**Your objective**
Reproduce the Colleen Cavanaugh profile below word for word, from its first line to its last.

BEGIN Document section

Colleen Cavanaugh | |
---|---|
Born | 1953 (age 70–71) |
Nationality | American |
Alma mater | Harvard University |
Occupation | microbiologist |
Known for | studies of hydrothermal vent ecosystems |
Scientific career | |
Thesis | Symbiosis of chemoautotrophic bacteria and marine invertebrates (1985) |
Colleen Marie Cavanaugh is an American academic microbiologist best known for her studies of hydrothermal vent ecosystems.[1] As of 2002, she is the Edward C. Jeffrey Professor of Biology in the Department of Organismic and Evolutionary Biology at Harvard University and is affiliated with the Marine Biological Laboratory and the Woods Hole Oceanographic Institution.[2] Cavanaugh was the first to propose that the deep-sea giant tube worm, Riftia pachyptila, obtains its food from bacteria living within its cells, an insight which she had as a graduate student at Harvard.[3] Significantly, she made the connection that these chemoautotrophic bacteria were able to play this role through their use of chemosynthesis, the biological oxidation of inorganic compounds (e.g., hydrogen sulfide) to synthesize organic matter from very simple carbon-containing molecules, thus allowing organisms such as the bacteria (and dependent organisms such as tube worms) to exist in deep ocean without sunlight.[4]

END Document section
BEGIN Excerpted records

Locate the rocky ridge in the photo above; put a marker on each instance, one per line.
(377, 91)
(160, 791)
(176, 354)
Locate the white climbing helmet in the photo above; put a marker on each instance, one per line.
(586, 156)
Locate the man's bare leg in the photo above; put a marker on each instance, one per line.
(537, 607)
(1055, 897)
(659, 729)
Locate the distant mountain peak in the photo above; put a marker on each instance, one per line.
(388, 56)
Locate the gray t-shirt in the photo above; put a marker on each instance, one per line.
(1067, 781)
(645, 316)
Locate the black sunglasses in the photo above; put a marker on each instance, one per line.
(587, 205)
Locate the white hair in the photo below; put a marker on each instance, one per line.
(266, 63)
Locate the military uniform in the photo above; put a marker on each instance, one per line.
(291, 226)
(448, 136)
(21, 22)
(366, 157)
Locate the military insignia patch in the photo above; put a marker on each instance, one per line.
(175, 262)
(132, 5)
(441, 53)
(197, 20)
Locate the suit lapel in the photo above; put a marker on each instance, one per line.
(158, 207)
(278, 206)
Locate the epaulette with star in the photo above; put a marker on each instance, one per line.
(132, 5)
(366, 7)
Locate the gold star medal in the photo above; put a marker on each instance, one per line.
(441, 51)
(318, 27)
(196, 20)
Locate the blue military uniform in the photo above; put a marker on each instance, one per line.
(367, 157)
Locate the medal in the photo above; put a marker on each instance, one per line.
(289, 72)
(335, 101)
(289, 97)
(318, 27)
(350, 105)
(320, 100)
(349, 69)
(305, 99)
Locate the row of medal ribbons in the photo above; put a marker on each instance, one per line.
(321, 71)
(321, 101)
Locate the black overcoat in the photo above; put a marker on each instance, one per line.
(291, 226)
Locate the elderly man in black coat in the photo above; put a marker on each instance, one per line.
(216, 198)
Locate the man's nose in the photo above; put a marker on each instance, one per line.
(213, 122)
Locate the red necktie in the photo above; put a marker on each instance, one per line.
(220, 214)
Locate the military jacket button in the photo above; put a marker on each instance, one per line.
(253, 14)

END Excerpted records

**Solution for this problem**
Colleen Cavanaugh | |
---|---|
Born | 1953 (age 70–71) |
Nationality | American |
Alma mater | Harvard University |
Occupation | microbiologist |
Known for | studies of hydrothermal vent ecosystems |
Scientific career | |
Thesis | Symbiosis of chemoautotrophic bacteria and marine invertebrates (1985) |
Colleen Marie Cavanaugh is an American academic microbiologist best known for her studies of hydrothermal vent ecosystems.[1] As of 2002, she is the Edward C. Jeffrey Professor of Biology in the Department of Organismic and Evolutionary Biology at Harvard University and is affiliated with the Marine Biological Laboratory and the Woods Hole Oceanographic Institution.[2] Cavanaugh was the first to propose that the deep-sea giant tube worm, Riftia pachyptila, obtains its food from bacteria living within its cells, an insight which she had as a graduate student at Harvard.[3] Significantly, she made the connection that these chemoautotrophic bacteria were able to play this role through their use of chemosynthesis, the biological oxidation of inorganic compounds (e.g., hydrogen sulfide) to synthesize organic matter from very simple carbon-containing molecules, thus allowing organisms such as the bacteria (and dependent organisms such as tube worms) to exist in deep ocean without sunlight.[4]